__Instructions for the task__.
Find every line in the records that contains the word "stone" and copy each one out in full.
***** Information provided *****
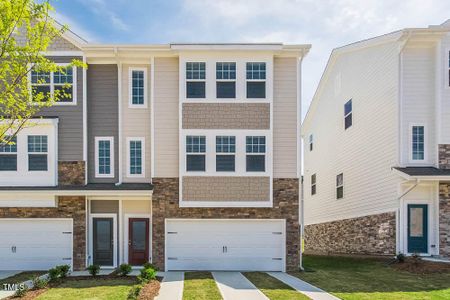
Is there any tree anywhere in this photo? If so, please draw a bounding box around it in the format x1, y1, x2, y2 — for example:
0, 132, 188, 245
0, 0, 84, 149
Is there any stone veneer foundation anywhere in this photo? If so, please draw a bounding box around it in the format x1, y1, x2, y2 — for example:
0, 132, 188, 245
152, 178, 300, 270
0, 196, 86, 270
305, 212, 395, 255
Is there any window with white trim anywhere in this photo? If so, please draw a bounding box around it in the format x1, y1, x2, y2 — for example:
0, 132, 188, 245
30, 66, 76, 104
27, 135, 48, 171
336, 173, 344, 199
186, 135, 206, 172
186, 62, 206, 98
216, 62, 236, 98
0, 137, 17, 171
129, 68, 147, 107
245, 136, 266, 172
411, 125, 425, 161
95, 137, 114, 178
216, 136, 236, 172
128, 138, 144, 176
246, 62, 266, 99
344, 99, 353, 129
311, 174, 317, 196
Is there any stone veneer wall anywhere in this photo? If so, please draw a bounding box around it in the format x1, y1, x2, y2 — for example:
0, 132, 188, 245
152, 178, 300, 270
439, 182, 450, 258
58, 161, 86, 185
305, 212, 395, 255
0, 196, 86, 270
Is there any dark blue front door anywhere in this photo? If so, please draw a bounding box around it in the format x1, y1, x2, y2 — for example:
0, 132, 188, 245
408, 204, 428, 253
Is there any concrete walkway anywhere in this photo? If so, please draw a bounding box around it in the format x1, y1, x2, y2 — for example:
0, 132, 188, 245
212, 272, 268, 300
267, 272, 339, 300
155, 272, 184, 300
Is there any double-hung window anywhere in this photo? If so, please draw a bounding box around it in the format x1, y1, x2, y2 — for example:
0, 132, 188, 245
246, 136, 266, 172
344, 99, 353, 129
129, 68, 147, 107
95, 137, 114, 178
411, 126, 425, 160
216, 62, 236, 98
186, 62, 206, 98
27, 135, 48, 171
246, 62, 266, 98
336, 173, 344, 199
216, 136, 236, 172
30, 66, 76, 104
0, 137, 17, 171
186, 135, 206, 172
128, 138, 145, 177
311, 174, 317, 195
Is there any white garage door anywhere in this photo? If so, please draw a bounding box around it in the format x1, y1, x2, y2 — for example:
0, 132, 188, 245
166, 219, 286, 271
0, 219, 72, 270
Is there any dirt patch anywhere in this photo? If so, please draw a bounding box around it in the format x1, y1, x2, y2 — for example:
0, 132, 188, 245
138, 280, 161, 300
392, 258, 450, 274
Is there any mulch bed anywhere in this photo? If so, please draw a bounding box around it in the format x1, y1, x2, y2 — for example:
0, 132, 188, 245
392, 258, 450, 274
138, 280, 161, 300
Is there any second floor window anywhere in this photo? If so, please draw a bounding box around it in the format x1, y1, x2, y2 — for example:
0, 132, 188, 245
411, 126, 425, 160
95, 137, 114, 177
336, 173, 344, 199
216, 136, 236, 172
186, 135, 206, 172
344, 99, 353, 129
246, 62, 266, 98
130, 69, 146, 107
186, 62, 206, 98
28, 135, 48, 171
216, 62, 236, 98
246, 136, 266, 172
0, 137, 17, 171
311, 174, 317, 195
*****
__Response to this exercise__.
Is there any stone veneer foundation anywhere in this photo? If so, please draw a bounding box around it in the format x1, y1, x2, y2 — for example:
Is there any stone veneer wall anywhere in this photo? If so, please draw a bounding box around it in the format x1, y1, x2, y2 — for example:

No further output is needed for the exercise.